_Aim of the exercise_
Word for word, please restate each record and pass over the pictures.

Recorded data
* * * * *
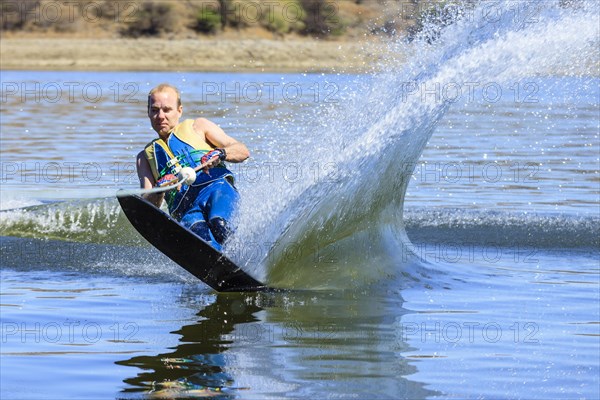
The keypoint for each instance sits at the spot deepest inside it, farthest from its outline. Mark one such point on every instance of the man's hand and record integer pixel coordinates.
(166, 180)
(212, 159)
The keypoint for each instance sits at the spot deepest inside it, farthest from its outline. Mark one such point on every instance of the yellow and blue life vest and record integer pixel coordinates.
(183, 148)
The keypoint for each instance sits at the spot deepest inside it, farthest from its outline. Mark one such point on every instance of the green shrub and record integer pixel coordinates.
(152, 19)
(207, 21)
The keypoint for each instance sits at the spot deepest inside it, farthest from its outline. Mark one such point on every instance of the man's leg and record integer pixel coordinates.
(221, 205)
(195, 221)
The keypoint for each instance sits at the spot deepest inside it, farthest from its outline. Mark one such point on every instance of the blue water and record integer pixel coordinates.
(436, 222)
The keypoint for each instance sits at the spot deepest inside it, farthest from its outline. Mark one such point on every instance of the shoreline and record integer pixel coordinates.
(224, 55)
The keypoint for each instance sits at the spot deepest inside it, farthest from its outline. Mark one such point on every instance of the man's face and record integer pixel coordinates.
(163, 111)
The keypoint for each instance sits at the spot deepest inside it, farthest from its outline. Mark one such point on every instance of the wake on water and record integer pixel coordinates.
(349, 229)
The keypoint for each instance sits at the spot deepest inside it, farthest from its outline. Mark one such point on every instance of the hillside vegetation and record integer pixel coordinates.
(186, 19)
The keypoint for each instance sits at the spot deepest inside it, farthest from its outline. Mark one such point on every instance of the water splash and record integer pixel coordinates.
(357, 215)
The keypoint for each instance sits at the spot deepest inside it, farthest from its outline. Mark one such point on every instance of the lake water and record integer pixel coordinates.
(435, 227)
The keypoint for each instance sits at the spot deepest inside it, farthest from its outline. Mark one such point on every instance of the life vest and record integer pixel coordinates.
(183, 148)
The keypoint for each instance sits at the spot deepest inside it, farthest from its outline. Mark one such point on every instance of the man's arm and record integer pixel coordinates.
(147, 180)
(236, 151)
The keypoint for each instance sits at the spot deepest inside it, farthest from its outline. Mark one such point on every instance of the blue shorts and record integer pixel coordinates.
(209, 214)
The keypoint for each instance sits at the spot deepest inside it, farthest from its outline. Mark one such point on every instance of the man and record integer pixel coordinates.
(206, 205)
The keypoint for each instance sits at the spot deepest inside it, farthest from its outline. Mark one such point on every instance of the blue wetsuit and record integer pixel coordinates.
(207, 205)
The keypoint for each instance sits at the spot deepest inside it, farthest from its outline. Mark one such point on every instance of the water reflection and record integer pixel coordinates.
(197, 366)
(297, 345)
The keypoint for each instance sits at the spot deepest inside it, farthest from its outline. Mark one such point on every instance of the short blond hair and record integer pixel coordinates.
(161, 88)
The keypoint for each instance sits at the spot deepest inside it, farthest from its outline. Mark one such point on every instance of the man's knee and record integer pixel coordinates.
(200, 228)
(220, 229)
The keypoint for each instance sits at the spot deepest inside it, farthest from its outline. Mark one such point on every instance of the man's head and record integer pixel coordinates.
(164, 108)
* * * * *
_Problem solution_
The keypoint for each instance sits at the spot deepest inside it, farthest from its outline. Mark one such point on every instance of the man's hand and record integer pixel coordinates.
(166, 180)
(212, 159)
The keypoint for each instance sits at the spot deepest inside it, farthest from its outline. Mark one such point on every instance of the yellow and blue life vest and record integer pixel coordinates.
(183, 148)
The keypoint for each instance sits at the spot deepest inside it, farthest from its outline. Mark one such point on every instance of the green shrub and record integer pixel coordinates.
(152, 19)
(207, 21)
The keypoint for each instance sits at the spot deepest inside it, farthest from its outline. Mark one such point on every instance of the man's leg and record integer pixel coordinates.
(221, 205)
(195, 221)
The keypoint for each instance sits at the spot deepest inside it, farthest from its outline. Mark one such point on every instance of the blue water and record integer pixel coordinates.
(436, 222)
The keypoint for each instance sits at the spot deepest inside it, farthest from its outline. Mark one such point on every instance of the shoreline and record integer pixel coordinates.
(224, 55)
The keypoint for each instance sits at the spot deepest inside it, farthest from its outline. Mark one such point on every instance of the man's face and record integer pixel coordinates.
(163, 111)
The keypoint for each instance sits at the spot deepest inside it, farthest from its outline. Mark one such point on every instance of the wake on water and record integer pixel coordinates.
(349, 229)
The keypoint for each instance sits at the spot deepest inside it, farthest from its outline. Mark one such point on every instance of the hillside vegetation and record integer pixel coordinates.
(186, 19)
The keypoint for each instance sits at the spot deepest inside it, farthest from its outline. Mark one such point on every instance of the water splash and record integer pixel coordinates.
(357, 215)
The keypoint for each instance sits at the spot deepest inside it, farthest from its outline. Mark one such point on every instance of the lake water and record integer pixel coordinates.
(435, 227)
The keypoint for each instance sits at the spot deepest inside it, farthest from its outline. Mark one such point on every instance of the life vest and record integer pixel coordinates.
(183, 148)
The keypoint for each instance sits at the spot deepest inside it, farthest from its outline. Mark one such point on every instance of the man's arm and record integer pixel coordinates.
(147, 180)
(236, 151)
The keypoint for each instance sits at the spot deepest inside it, farthest from its outline. Mark one such point on every instance of the blue shorts and record integer pixel coordinates.
(209, 214)
The keypoint for each instance sits at the spot deepest inside it, farthest from its outline. Mark one such point on every instance of the man and record integer pixel coordinates.
(206, 205)
The keypoint for each instance sits at the spot deepest inside it, farthest from its outline. Mark one such point on every instance of the blue wetsuit and record integer pixel coordinates.
(207, 205)
The keypoint for each instance sits at the spot deepest inside it, farthest from its outline. Mark one such point on every instance of the water reflection and record integer pixel coordinates.
(197, 366)
(297, 345)
The keypoint for each instance sits at the spot deepest inside it, farthest from its outline. Mark one such point on every instance of the short blond hair and record integer pixel coordinates.
(161, 88)
The keypoint for each instance sits at the spot deepest inside it, farthest from its outline. Mark one such point on every instance of the man's knee and record integer pixel coordinates.
(200, 228)
(220, 229)
The keypoint for each instance sits at the spot deepest inside it, farthest from its outline. Mark one such point on every instance of the man's head and record integer pixel coordinates.
(164, 108)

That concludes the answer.